* [BRIEF]: A faithful transcription of all the data is required.
####
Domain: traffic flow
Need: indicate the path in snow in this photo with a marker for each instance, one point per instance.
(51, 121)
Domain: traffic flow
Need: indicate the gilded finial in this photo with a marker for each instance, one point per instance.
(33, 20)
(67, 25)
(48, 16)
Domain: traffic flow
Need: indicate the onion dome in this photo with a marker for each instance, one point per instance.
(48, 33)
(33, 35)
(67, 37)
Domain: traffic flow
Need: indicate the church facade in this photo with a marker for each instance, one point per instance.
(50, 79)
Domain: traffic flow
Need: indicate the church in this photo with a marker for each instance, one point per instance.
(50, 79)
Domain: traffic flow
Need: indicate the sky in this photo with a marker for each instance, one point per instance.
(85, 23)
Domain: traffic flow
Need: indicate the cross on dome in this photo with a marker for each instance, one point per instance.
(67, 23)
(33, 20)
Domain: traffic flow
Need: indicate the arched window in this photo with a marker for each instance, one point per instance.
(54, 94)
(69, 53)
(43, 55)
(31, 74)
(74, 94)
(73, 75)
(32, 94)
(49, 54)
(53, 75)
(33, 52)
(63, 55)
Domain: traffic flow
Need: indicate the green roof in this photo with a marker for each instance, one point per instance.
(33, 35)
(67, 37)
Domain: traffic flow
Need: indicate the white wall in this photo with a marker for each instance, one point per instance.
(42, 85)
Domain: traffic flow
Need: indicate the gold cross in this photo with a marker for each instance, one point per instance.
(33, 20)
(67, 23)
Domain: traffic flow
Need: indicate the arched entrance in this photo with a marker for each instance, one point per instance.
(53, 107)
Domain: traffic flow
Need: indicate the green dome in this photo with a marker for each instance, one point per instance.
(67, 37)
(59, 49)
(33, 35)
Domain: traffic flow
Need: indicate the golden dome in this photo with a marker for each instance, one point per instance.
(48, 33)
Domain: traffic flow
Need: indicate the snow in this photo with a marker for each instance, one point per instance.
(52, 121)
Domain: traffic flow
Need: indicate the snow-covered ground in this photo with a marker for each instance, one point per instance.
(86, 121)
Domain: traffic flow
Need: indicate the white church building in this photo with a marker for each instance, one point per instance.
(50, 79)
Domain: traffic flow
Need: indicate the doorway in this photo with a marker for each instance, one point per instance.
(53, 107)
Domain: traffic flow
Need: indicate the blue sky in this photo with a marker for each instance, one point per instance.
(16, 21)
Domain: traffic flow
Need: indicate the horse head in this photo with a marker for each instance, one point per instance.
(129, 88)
####
* [TASK RESULT]:
Domain: traffic flow
Need: indicate the path in snow in this photo with a marker for each instance, one point per instance.
(51, 121)
Domain: traffic flow
Need: indicate the gilded finial in this photo with a marker for each instance, one point per instance.
(33, 20)
(67, 25)
(48, 16)
Domain: traffic flow
Need: indicate the onion dome in this photo with a marker for each instance, one point per instance.
(48, 33)
(33, 35)
(67, 37)
Domain: traffic flow
Need: indicate the church facade in this photo with a marker for each instance, one point per instance.
(50, 79)
Domain: traffic flow
Need: indicate the church in this photo with a marker for each instance, one point per instance.
(50, 79)
Domain: traffic flow
Need: indicate the sky in this photo with a marker for each instance, one point per instance.
(85, 23)
Domain: traffic flow
Need: indicate the cross on dome in this photo with a marker for each instance, one point per instance.
(67, 23)
(33, 20)
Domain: traffic flow
Need: indicate the arched window in this photo with a marker for each instance, one point per instance.
(54, 94)
(69, 53)
(43, 55)
(31, 74)
(74, 94)
(73, 75)
(32, 94)
(49, 54)
(53, 75)
(33, 52)
(63, 55)
Domain: traffic flow
Need: indicate the green roof in this photo with a marker for each instance, one point per instance.
(33, 35)
(67, 37)
Domain: traffic flow
Need: indicate the white wall in this photo with a marker for each instance, one point per instance.
(42, 85)
Domain: traffic flow
Need: indicate the gold cross in this photo with a marker for each instance, one point per instance.
(33, 20)
(67, 23)
Domain: traffic flow
Need: indicate the arched entrance in this photo with a marker for each instance, one point per instance.
(53, 107)
Domain: traffic flow
Need: indicate the green dome in this photo with a marker for each instance, one point per instance.
(67, 37)
(59, 49)
(33, 35)
Domain: traffic flow
Need: indicate the golden dome in this photo with a marker for each instance, one point per instance.
(48, 33)
Domain: traffic flow
Need: indicate the snow in this photo with a marker for each instance, one point per instance.
(52, 121)
Domain: traffic flow
Need: indicate the snow-covered ground in this photo with a marker for each instance, one point per instance.
(86, 121)
Domain: traffic flow
Need: indicate the white church building in this photo with a marker for each instance, one point per instance.
(50, 79)
Domain: traffic flow
Need: indicate the doorway in this photo with a marker for each instance, one point per instance.
(53, 107)
Domain: traffic flow
Need: indicate the blue sky in this photo with a marker for each instance, one point per instance.
(16, 21)
Domain: traffic flow
Need: indicate the horse head in this photo with a marker for each instance, one point per instance.
(129, 88)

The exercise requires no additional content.